◆ **PROVIDED TEXT**:
--------------------

May the words of my mouth and the meditations of each heart be wholly acceptable in your sight, oh Lord, our strength and our redeemer. Amen.

Please be seated.

Good morning! Happy Palm Sunday!

So, I know that some of us are on social media and some of us aren’t. I am; I enjoy it: I like these little glimpses we get into each other’s lives. And I really enjoy trends on social media: I find it pretty fascinating what we latch collectively onto, and then decide to replicate and share with one another.

My favorite trend to follow right now involves people making short videos, montages, really—a minute or so—montages from photos and smaller video clips, all chronicling the hard parts, the difficulties, that are part of some transformative experience: something like the path from college freshman to college graduate or something like a weight loss journey or a major floor-to-ceiling home gutting and renovation. Every one of these videos, regardless of the specific subject, memorializes the defeats that are always part of making a life-altering change, but every video also ends, with a glorious success: proud college graduate in cap and gown, a slimmed down figure in a new outfit, a beautiful shiny home.

Now, the way we know that someone has made a video and is deliberately, consciously participating in this trend isn’t just the collection of images alone. There’s also music, this one specific song that’s played over the images in all these videos. It’s called “The Good Part,” and the refrain, the section that’s always in the videos, goes like this:

“Can we skip to the good part? Ahh ahh ahh ahh ahh Can we skip to the good part?”

The music choice adds rich layer of meaning to these videos, a revealing layer. This music expresses a tension, one we all experience, and all understand—the tension between, on the one hand, of wanting the whole of our experience—including the struggles—to be validated and recognized, and simultaneously, acknowledging that on the other hand, it would be nice if we could just bypass all that struggle and skip on to the good part. (Just edit it out, buzz past it, you know, and get to the enjoying and the celebrating.)

But, of course, we can’t. We can’t skip the hard stuff. It’s part of the journey. We know this.

--------------------

◆ **DATA SEGMENT**:
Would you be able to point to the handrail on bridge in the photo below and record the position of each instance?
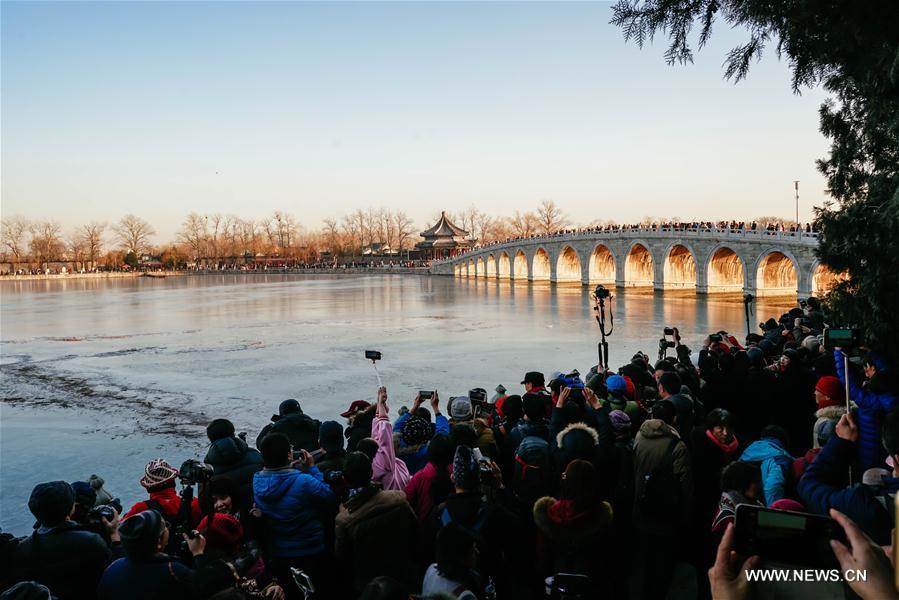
(732, 233)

--------------------

◆ **DIRECTIONS**:
1. Repeat the Palm Sunday sermon word for word from "May the words" up to and including "Happy Palm Sunday!".
2. Answer these questions using the Palm Sunday sermon:
(a) What is the title of the song played over the videos in the trend?
(b) What two greetings does the speaker give right after asking everyone to be seated?
(c) What three glorious successes are named as the endings of the videos?
3. Write the next part of the Palm Sunday sermon, picking up right after its final sentence.
The listing has no connection to the Palm Sunday sermon.

◆ **EXERCISE RESPONSES**:
1.
May the words of my mouth and the meditations of each heart be wholly acceptable in your sight, oh Lord, our strength and our redeemer. Amen.

Please be seated.

Good morning! Happy Palm Sunday!

2.
(a) "The Good Part."
(b) "Good morning!" and "Happy Palm Sunday!"
(c) A proud college graduate in cap and gown, a slimmed down figure in a new outfit, and a beautiful shiny home.

3.
We know that the transformation from college freshman to college graduate will involve, at some point, a meltdown in the library or a bathroom or a dorm room or in a professor’s office or all of the above because college is super hard and the stakes feel really, really high and we don’t know if we are good enough and we do not think we are going to make it and we think we are going to disappoint every single person in our lives.

We know that the transformation of weight loss is probably going to include at least one day, if not more, when we are at the gym, and we are working our hardest, and we are counting our calories and our steps and our reps and nonetheless the scale is not moving and we feel completely defeated, and we are convinced in that moment that change is never coming, and things will never be better, not for us.

We know that no house renovation is complete without the afternoon when we finally get to rip out those ugly kitchen cabinets and walls only to reveal 600 separate, expensive repairs that have to be done before we can install and enjoy our shiny new stuff.

And in those moments, we all wish, “Can we skip to the good part?”

But there’s no skipping. These days of suffering, of worry, of disappointment, of fear and doubt and tears and grief—these days help get us from where where we are to where we need to go. No skipping on these journeys. Not on these journeys of transformation and change.

Holy Week invites us every year to go on a journey. In between the Hosanna of Palm Sunday and the Hallelujah of Easter Sunday, a whole lot happens and a lot of things change. Today: we celebrate. As we should! Jesus has entered Jerusalem! Hosanna! It is a good day to celebrate.

And, at the same time, we know what’s coming. We know what the next days bring.